:: Data excerpts

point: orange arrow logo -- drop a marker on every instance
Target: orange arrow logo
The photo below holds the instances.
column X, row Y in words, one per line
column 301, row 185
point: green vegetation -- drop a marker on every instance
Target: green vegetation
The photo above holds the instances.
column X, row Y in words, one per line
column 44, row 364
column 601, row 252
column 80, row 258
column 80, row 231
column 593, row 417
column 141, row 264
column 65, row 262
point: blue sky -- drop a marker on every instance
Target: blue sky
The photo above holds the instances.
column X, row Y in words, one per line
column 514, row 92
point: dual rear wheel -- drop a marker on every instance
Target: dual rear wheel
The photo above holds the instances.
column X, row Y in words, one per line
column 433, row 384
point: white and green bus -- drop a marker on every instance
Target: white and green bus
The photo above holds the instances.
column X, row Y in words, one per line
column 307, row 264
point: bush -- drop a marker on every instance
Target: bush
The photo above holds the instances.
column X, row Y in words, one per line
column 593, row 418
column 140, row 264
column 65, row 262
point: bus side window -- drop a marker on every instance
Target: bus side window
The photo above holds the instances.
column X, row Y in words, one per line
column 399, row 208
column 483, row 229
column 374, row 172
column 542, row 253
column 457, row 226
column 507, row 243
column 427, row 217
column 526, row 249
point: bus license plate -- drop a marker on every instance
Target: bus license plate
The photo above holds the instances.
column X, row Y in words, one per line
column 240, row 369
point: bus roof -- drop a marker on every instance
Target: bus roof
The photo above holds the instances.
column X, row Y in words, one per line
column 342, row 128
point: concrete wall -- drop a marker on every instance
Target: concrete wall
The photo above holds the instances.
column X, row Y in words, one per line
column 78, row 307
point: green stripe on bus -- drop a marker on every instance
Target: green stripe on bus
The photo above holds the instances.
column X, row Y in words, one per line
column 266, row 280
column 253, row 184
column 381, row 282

::::

(What you will do) Copy out every item above, swapping "drop a marker" for "place a dot" wherever it appears and keeping every other character the same.

(Full response)
point: orange arrow logo -- place a dot on every instance
Target: orange arrow logo
The photo below holds the instances.
column X, row Y in words, one per line
column 301, row 185
point: green vegetation -- place a dot on every instance
Target: green vegetation
The photo above holds the instances.
column X, row Y in words, one per line
column 44, row 364
column 601, row 252
column 80, row 258
column 80, row 231
column 593, row 417
column 141, row 264
column 65, row 262
point: blue sky -- place a dot on every instance
Target: blue sky
The photo above holds the instances.
column X, row Y in words, one per line
column 514, row 92
point: dual rear wheel -- place a dot on every instance
Target: dual rear wheel
The photo above holds the instances.
column X, row Y in words, one per line
column 433, row 384
point: white and green bus -- place a dot on every instance
Target: white and green bus
The photo above holds the instances.
column X, row Y in words, one per line
column 307, row 264
point: bush -- place a dot on every instance
Target: bush
The photo above holds the instances.
column X, row Y in words, one per line
column 593, row 418
column 140, row 264
column 65, row 262
point: bus side window -- place a dot on every instance
Target: bus side window
The photo above holds the instances.
column X, row Y in words, one per line
column 399, row 208
column 483, row 229
column 374, row 172
column 542, row 253
column 457, row 226
column 507, row 243
column 427, row 217
column 526, row 249
point: bus license plate -- place a dot on every instance
Target: bus license plate
The photo above holds the instances.
column X, row Y in words, one per line
column 240, row 369
point: bus roof -- place a dot on every instance
Target: bus roof
The photo above holds the instances.
column X, row Y in words, one per line
column 342, row 128
point: concrete wall -- place a dot on every instance
Target: concrete wall
The photo above holds the instances.
column X, row Y in words, one per line
column 78, row 307
point: green stripe on bus -- place a dot on every instance
Target: green stripe on bus
The photo above holds the instances.
column X, row Y in words, one per line
column 266, row 280
column 253, row 184
column 381, row 282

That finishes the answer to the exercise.